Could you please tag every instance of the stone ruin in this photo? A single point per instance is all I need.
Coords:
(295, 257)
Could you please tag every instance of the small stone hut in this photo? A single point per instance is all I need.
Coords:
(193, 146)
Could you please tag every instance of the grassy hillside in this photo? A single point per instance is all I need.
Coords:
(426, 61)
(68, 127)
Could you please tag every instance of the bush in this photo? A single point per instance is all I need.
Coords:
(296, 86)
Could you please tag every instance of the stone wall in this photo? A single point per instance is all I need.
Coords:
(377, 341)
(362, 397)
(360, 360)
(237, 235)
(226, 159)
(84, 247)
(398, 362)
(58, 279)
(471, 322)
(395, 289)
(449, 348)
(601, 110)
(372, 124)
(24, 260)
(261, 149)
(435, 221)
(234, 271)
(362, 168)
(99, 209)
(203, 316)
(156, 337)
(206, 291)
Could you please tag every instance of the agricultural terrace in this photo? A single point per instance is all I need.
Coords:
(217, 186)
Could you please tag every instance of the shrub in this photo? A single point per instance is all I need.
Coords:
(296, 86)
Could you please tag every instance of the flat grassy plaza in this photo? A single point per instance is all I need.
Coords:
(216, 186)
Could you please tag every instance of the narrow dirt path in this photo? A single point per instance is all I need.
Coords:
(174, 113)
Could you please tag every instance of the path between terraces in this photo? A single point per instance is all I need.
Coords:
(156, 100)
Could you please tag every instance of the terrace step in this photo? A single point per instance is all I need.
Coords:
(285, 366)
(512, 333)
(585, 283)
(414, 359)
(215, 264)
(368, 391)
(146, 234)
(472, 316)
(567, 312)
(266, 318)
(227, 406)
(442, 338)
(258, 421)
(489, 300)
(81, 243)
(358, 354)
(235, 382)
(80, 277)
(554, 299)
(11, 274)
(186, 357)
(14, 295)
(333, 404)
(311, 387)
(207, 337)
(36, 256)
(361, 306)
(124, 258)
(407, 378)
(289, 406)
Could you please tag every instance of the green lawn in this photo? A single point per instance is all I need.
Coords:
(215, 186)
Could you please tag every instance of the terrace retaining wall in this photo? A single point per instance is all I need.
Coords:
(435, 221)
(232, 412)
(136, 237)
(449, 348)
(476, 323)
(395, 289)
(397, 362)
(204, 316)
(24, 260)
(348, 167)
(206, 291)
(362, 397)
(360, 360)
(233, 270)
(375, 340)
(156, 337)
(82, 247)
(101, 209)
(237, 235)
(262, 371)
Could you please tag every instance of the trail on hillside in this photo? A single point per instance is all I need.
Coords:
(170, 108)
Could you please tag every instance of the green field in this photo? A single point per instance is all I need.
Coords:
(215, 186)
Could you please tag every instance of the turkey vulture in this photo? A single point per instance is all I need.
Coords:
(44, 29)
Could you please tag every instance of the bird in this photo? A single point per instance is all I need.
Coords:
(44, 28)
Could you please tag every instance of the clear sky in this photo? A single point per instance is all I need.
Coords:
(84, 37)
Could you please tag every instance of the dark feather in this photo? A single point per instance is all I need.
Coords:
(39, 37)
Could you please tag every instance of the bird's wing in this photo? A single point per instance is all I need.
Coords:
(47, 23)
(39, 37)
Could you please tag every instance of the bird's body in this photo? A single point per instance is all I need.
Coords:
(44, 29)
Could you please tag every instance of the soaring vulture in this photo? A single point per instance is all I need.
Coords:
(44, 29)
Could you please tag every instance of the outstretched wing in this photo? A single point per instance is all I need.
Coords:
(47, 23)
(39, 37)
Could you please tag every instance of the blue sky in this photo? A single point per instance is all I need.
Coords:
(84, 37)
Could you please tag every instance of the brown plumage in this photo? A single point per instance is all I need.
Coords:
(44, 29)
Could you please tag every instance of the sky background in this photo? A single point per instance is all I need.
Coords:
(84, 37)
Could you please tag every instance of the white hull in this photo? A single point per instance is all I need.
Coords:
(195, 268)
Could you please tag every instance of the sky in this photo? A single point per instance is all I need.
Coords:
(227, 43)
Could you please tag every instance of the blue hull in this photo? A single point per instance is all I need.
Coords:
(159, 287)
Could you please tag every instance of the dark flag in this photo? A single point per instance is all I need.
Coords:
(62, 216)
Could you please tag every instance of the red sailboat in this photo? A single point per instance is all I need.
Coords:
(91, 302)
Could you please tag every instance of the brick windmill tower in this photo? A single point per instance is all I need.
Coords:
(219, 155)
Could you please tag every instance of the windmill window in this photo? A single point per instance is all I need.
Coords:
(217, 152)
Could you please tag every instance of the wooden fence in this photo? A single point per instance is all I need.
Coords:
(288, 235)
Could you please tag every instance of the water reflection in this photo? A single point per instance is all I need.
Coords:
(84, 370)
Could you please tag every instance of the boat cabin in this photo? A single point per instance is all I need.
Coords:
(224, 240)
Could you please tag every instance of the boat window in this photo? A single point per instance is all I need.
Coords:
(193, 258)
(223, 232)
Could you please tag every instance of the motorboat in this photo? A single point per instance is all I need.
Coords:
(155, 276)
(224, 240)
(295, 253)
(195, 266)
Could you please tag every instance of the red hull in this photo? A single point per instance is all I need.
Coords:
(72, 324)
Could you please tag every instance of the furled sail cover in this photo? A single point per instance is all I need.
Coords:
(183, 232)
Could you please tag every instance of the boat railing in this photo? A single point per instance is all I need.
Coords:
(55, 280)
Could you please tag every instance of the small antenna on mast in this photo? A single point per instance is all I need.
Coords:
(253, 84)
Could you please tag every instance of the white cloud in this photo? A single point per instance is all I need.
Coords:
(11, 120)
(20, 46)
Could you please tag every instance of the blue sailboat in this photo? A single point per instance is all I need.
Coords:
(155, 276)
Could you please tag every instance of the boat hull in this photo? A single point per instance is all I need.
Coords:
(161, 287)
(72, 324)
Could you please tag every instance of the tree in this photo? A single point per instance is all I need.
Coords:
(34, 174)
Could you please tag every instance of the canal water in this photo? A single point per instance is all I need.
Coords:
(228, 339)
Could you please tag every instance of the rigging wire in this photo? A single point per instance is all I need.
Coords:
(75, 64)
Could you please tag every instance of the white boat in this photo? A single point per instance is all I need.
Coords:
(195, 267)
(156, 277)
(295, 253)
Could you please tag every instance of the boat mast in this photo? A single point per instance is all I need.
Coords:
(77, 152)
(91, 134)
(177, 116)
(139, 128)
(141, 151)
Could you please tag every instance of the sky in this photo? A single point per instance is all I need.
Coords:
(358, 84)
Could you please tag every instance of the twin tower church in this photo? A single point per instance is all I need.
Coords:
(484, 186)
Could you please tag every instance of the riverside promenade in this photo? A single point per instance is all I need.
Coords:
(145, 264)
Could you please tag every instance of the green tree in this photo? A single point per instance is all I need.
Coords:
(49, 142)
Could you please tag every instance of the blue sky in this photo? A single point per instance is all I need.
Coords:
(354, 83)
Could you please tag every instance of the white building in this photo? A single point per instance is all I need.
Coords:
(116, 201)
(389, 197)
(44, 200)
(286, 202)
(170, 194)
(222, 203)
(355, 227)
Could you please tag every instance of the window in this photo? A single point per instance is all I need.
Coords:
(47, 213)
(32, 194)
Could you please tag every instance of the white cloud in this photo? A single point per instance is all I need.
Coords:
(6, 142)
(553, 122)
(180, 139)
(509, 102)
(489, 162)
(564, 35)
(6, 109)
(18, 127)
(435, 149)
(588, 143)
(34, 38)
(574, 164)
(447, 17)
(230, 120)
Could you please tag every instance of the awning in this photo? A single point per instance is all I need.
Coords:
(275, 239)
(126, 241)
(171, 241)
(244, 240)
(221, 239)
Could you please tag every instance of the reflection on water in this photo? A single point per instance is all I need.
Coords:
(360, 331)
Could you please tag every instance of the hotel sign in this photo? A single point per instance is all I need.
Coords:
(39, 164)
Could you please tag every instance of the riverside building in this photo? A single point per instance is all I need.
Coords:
=======
> **How to complete this task**
Give back all of the entries above, unchanged in every word.

> **Expected answer**
Could you please tag every instance of the stone ruin in this photo? A single point per instance is all I need.
Coords:
(295, 257)
Could you please tag every instance of the small stone hut in this photo? A single point per instance is all I need.
Coords:
(193, 146)
Could you please tag every instance of the grassy hillside in this photo? A single point per instance is all I need.
Coords:
(426, 61)
(68, 127)
Could you please tag every instance of the bush in this photo? A single point per instance is all I need.
Coords:
(296, 86)
Could you please tag every instance of the stone wall in this photo? A single point per instance is all I need.
Coords:
(377, 341)
(362, 397)
(360, 360)
(237, 235)
(226, 159)
(84, 247)
(398, 362)
(58, 279)
(471, 322)
(395, 289)
(449, 348)
(601, 110)
(372, 124)
(24, 260)
(261, 149)
(435, 221)
(234, 271)
(362, 168)
(99, 209)
(203, 316)
(156, 337)
(206, 291)
Could you please tag every instance of the agricultural terrace in this photo? A single point per instance is all I need.
Coords:
(217, 186)
Could you please tag every instance of the shrub in this photo? A single point per instance is all I need.
Coords:
(296, 86)
Could you please tag every instance of the flat grassy plaza in this photo? A single point per instance is all I need.
Coords:
(216, 186)
Could you please tag every instance of the narrow dirt path in this photo? A single point per instance is all I need.
Coords:
(174, 113)
Could you please tag every instance of the path between terraces in this photo? A single point per instance is all I need.
Coords:
(156, 100)
Could you please tag every instance of the terrace step in this photo? A single point per instance is all I need.
Coords:
(285, 366)
(512, 333)
(585, 283)
(414, 359)
(215, 264)
(368, 391)
(146, 234)
(472, 316)
(567, 312)
(266, 318)
(227, 406)
(442, 338)
(258, 421)
(489, 300)
(81, 243)
(358, 354)
(235, 382)
(80, 277)
(554, 299)
(11, 274)
(186, 357)
(14, 295)
(333, 404)
(311, 387)
(207, 337)
(36, 256)
(361, 306)
(124, 258)
(407, 378)
(289, 406)
Could you please tag every instance of the green lawn in this photo? A single point per instance is all I need.
Coords:
(215, 186)
Could you please tag every instance of the terrace retaining wall in this photo? A single point per instance is all I need.
Coords:
(435, 221)
(232, 412)
(136, 237)
(449, 348)
(476, 323)
(395, 289)
(397, 362)
(204, 316)
(24, 260)
(348, 167)
(206, 291)
(362, 397)
(360, 360)
(233, 270)
(375, 340)
(156, 337)
(82, 247)
(101, 209)
(237, 235)
(262, 371)
Could you please tag every instance of the trail on hillside in this photo? A single point per instance is all I need.
Coords:
(170, 108)
Could you please tag every instance of the green field in this photo? A single point per instance is all I need.
Coords:
(215, 186)
Could you please tag every instance of the turkey vulture in this photo? A single point per instance is all I need.
Coords:
(44, 29)
Could you please tag every instance of the bird in this photo? A single point per instance is all I need.
Coords:
(44, 28)
Could you please tag every instance of the clear sky in this photo? A single point per instance is all I need.
Coords:
(84, 37)
Could you please tag every instance of the dark feather in this photo? A single point per instance is all I need.
Coords:
(39, 37)
Could you please tag every instance of the bird's wing in this photo? A single point per instance is all I need.
Coords:
(47, 23)
(39, 37)
Could you please tag every instance of the bird's body in this photo? A single point per instance is all I need.
Coords:
(44, 29)
Could you please tag every instance of the soaring vulture in this photo? A single point per instance is all I need.
Coords:
(44, 29)
Could you please tag every instance of the outstretched wing in this photo? A single point per instance is all I need.
Coords:
(47, 23)
(39, 37)
Could you please tag every instance of the blue sky in this photo? A single point per instance is all I need.
Coords:
(84, 37)
Could you please tag every instance of the brown plumage in this photo? A single point per instance is all I need.
Coords:
(44, 29)
Could you please tag every instance of the sky background in this photo? A single point per instance is all I need.
Coords:
(84, 37)
Could you please tag every instance of the white hull in this photo? A single point per instance is all I need.
Coords:
(195, 268)
Could you please tag every instance of the sky in this photo? A single point per instance is all I need.
Coords:
(227, 43)
Could you please tag every instance of the blue hull in this photo? A single point per instance is all I need.
Coords:
(159, 287)
Could you please tag every instance of the dark flag in this photo? A single point per instance is all I need.
Coords:
(62, 216)
Could you please tag every instance of the red sailboat in this photo? A single point per instance is all I need.
Coords:
(91, 302)
Could you please tag every instance of the brick windmill tower in this photo? A single point per instance is all I need.
Coords:
(219, 155)
Could you please tag every instance of the windmill window in this photo? A single point per instance is all I need.
Coords:
(217, 152)
Could you please tag every instance of the wooden fence in this photo? A single point per instance is all I need.
Coords:
(288, 235)
Could you please tag every instance of the water reflection in this photo? A single point per instance is all I need.
Coords:
(84, 370)
Could you please tag every instance of the boat cabin in this photo? A single point per instance is all I need.
Coords:
(224, 240)
Could you please tag every instance of the boat window in this photo? A single point per instance is all I need.
Coords:
(193, 258)
(223, 232)
Could you please tag every instance of the motorboat in this photo? A single point per instance is all I need.
Coords:
(155, 276)
(224, 240)
(295, 253)
(195, 266)
Could you please tag every instance of the red hull in this photo? A single point per instance is all I need.
Coords:
(72, 324)
Could you please tag every instance of the furled sail cover in this photo? A single point per instance is all I need.
Coords:
(183, 232)
Could you please tag every instance of the boat railing in this photo? A single point per instance is all I need.
Coords:
(55, 280)
Could you please tag every instance of the small antenna on mast in this photo? A single point per instance is all I need.
Coords:
(253, 84)
Could you please tag every instance of the white cloud in this photo? A single point per instance is all I need.
Coords:
(11, 120)
(20, 46)
Could you please tag every instance of the blue sailboat in this photo? A single point per instance is all I need.
Coords:
(155, 276)
Could you please tag every instance of the boat hull in this photo? A single point per instance is all I need.
Coords:
(161, 287)
(72, 324)
Could you please tag every instance of the tree in this photo? A single point per instance is all I need.
Coords:
(34, 174)
Could you please tag every instance of the canal water in this photo? A single point per instance is all I need.
Coords:
(228, 339)
Could you please tag every instance of the rigging wire in this photo? A single point per instance is all I need.
Coords:
(75, 64)
Could you please tag every instance of the white boat in this photo? A single point per instance is all I need.
Coords:
(195, 267)
(156, 277)
(295, 253)
Could you please tag every instance of the boat mast in this photo? A single point per instance is all I need.
Coords:
(77, 152)
(91, 134)
(177, 116)
(139, 128)
(141, 151)
Could you please tag every instance of the sky in this photo? A single point per instance is all I need.
Coords:
(358, 84)
Could you please tag every instance of the twin tower church in this photo? A single point per instance is all I need.
Coords:
(484, 186)
Could you please tag every instance of the riverside promenade in this photo? A single point per instance is all I need.
Coords:
(145, 264)
Could you please tag every instance of the green tree in this photo? A single point per instance is all I need.
Coords:
(49, 142)
Could you please tag every instance of the blue sky in this photo? A single point per instance is all I need.
Coords:
(354, 83)
Could you please tag every instance of the white building in this photo? A single point per instance is all I need.
Coords:
(116, 201)
(389, 197)
(44, 200)
(286, 202)
(170, 194)
(222, 203)
(355, 227)
Could you please tag every instance of the window in this photo? A single point per instance is all I need.
Coords:
(47, 213)
(32, 194)
Could you please tag every instance of the white cloud in this photo? A single point per instance is all I need.
Coords:
(6, 142)
(553, 122)
(180, 139)
(509, 102)
(489, 162)
(564, 35)
(6, 109)
(18, 127)
(435, 149)
(588, 143)
(34, 38)
(574, 164)
(447, 17)
(230, 120)
Could you please tag every instance of the awning in this photo? A single point per instance is all I need.
Coords:
(275, 239)
(126, 241)
(171, 241)
(244, 240)
(221, 239)
Could you please tag every instance of the reflection on water in this photo? A single point per instance is all I need.
Coords:
(360, 331)
Could you please tag every instance of the hotel sign in this photo? A single point per instance is all I need.
Coords:
(39, 164)
Could you please tag every instance of the riverside building in this photo? A single point per instance is all I need.
Coords:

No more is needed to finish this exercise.